======== RECORDED INFORMATION ========

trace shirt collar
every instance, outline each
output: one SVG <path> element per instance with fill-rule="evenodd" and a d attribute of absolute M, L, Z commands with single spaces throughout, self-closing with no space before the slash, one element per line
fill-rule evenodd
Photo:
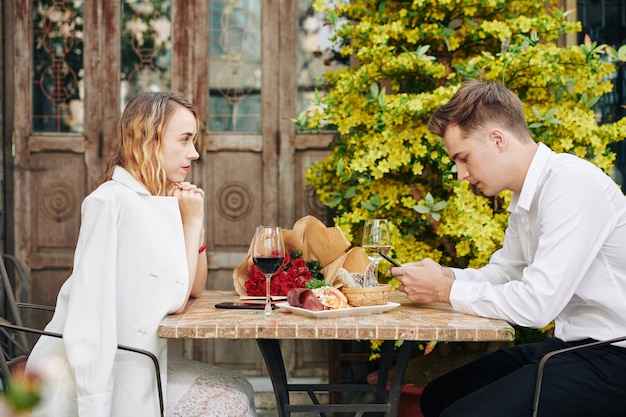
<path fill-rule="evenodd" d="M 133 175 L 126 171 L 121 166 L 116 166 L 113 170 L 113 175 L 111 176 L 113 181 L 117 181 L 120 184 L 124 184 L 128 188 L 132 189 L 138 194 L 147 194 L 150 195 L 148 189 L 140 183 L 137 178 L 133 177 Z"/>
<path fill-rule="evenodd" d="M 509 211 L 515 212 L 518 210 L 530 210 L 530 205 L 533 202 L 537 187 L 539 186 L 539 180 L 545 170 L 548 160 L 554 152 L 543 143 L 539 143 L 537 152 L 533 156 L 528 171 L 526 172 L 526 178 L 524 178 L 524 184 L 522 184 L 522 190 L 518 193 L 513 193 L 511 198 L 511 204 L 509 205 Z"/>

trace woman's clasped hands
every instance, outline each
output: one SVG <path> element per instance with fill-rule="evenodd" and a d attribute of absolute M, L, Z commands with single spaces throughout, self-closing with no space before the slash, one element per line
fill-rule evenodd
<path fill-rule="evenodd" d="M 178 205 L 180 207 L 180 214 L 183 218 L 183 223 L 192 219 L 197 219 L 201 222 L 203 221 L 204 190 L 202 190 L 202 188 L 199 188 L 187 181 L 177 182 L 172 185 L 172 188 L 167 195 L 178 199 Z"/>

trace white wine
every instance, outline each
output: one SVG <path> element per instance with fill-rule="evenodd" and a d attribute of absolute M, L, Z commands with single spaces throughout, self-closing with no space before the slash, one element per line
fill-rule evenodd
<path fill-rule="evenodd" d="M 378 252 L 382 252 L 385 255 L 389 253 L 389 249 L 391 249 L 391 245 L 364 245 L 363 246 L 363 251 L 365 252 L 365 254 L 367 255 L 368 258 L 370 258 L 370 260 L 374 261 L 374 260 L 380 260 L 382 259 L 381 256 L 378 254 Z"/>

========
======== RECORDED INFORMATION ========

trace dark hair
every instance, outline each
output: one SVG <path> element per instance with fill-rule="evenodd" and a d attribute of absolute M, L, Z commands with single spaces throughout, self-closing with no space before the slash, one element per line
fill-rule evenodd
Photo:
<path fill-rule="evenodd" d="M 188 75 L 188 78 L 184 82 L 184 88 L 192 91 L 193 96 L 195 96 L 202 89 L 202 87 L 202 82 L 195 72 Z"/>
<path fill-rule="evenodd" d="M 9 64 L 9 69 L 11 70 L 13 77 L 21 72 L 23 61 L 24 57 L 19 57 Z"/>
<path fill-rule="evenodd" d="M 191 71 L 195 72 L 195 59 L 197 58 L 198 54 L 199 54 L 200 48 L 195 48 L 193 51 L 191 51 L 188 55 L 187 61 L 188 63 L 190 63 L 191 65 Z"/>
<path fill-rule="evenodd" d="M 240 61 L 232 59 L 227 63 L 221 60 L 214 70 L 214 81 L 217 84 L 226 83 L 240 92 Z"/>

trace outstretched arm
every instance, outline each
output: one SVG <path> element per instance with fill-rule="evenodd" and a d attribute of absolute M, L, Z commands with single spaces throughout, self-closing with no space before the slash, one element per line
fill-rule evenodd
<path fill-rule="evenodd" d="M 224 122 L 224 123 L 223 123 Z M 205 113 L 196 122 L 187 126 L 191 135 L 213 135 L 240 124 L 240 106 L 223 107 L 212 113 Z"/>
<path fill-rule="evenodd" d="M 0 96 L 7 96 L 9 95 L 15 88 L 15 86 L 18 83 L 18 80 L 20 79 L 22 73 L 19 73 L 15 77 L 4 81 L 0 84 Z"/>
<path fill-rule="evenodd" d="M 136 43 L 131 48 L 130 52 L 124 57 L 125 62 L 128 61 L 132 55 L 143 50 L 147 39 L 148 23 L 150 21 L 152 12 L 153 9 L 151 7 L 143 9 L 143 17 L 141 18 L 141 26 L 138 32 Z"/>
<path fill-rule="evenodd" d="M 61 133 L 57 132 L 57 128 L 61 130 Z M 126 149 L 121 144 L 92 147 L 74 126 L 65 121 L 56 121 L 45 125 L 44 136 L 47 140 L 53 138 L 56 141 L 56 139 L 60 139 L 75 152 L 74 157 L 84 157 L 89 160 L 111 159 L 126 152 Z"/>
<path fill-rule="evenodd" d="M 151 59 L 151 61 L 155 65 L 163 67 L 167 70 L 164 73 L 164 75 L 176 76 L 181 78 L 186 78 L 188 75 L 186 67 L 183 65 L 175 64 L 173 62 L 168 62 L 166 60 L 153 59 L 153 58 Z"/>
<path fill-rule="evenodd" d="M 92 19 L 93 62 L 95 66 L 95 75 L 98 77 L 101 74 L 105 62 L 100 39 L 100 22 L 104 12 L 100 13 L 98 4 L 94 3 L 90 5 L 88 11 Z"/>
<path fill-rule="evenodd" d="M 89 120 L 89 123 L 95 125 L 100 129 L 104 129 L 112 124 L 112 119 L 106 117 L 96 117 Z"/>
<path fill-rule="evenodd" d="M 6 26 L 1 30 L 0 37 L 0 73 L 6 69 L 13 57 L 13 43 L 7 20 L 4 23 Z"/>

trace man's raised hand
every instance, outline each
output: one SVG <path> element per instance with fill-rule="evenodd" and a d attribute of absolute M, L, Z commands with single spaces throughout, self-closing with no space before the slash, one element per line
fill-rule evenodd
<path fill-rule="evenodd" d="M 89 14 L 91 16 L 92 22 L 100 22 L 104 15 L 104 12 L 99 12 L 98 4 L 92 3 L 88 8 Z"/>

========

# [BRIEF]
Above are some records; copy each line there that contains "trace".

# [EXERCISE RESULT]
trace shirt collar
trace woman's clasped hands
trace white wine
trace dark hair
trace outstretched arm
trace man's raised hand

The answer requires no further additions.